Passage provided:
>>>

[Distutils] Towards a simple and standard sdist format that isn't intertwined with distutils

Wes Turner wes.turner at gmail.com
Mon Oct 12 15:12:46 CEST 2015


On Oct 11, 2015 11:07 PM, "Robert Collins" <robertc at robertcollins.net>
wrote:
>
> EWOW, huge thread.
>
> I've read nearly all of it but in order not to make it massively
> worse, I'm going to reply to all the points I think need raising in
> one mail :).
>
> Top level thoughts here, more point fashion with only rough editing
> below the fold.
>
> I realise many things - like the issue between different wheels of the
> same package consuming different numpy abis - have been touched on,
> but AFAICT they are entirely orthogonal to the proposal, which was to
> solve 'be able to use arbitrary build systems and still install with
> pip'.
>
> Of the actual problems with using arbitrary build systems, 99% of them
> seem to boil down to 'setup-requires isn't introspectable by pip
> (https://github.com/pypa/pip/issues/1820 ). - If it was, then
> alternative build systems could be depended on reasonably; and the
> mooted thunk from setuptools CLI to arbitrary build system would be
> viable.
>
> It is, in principle a matter of one patch to teach pip *a* way to do
> this (and then any and all build systems that want to can utilise it).
> https://github.com/rbtcollins/pip/tree/declarative is a POC I did - my
> next steps on that were to discuss the right ecosystem stuff for it -
> e.g. should pip consume it via setuptools, or should pip support it as
> *the way* and other systems including setuptools can choose to use it?

as a standard RDF graph representation,
JSON-LD would be uniquely portable here.

"PEP 426: Define a JSON-LD context as part of the proposal"
https://github.com/pypa/interoperability-peps/issues/31

>
> A related but separate thing is being able to *exclusively* install
> things without setuptools present - I've filed
> https://github.com/pypa/pip/issues/3175 about that, but I think its
> -much- lower priority than reliably enabling third party build tools.

peep may not need setuptools?

<<<

Supplied data:
>>>

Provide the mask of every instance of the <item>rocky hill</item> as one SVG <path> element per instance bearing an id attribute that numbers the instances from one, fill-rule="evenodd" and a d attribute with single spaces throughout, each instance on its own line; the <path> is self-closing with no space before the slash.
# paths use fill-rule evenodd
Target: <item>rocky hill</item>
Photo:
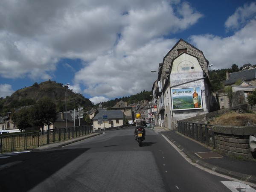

<<<

Problems and tasks:
1: In the distutils post, what does Robert Collins say 99% of the problems with using arbitrary build systems boil down to?
2: Duplicate everything in the distutils post from "On Oct 11, 2015" down to "one mail :).".
The listing is separate material, apart from the distutils post.

Results for the exercise:
1: They boil down to setup-requires not being introspectable by pip.

2:
On Oct 11, 2015 11:07 PM, "Robert Collins" <robertc at robertcollins.net>
wrote:
>
> EWOW, huge thread.
>
> I've read nearly all of it but in order not to make it massively
> worse, I'm going to reply to all the points I think need raising in
> one mail :).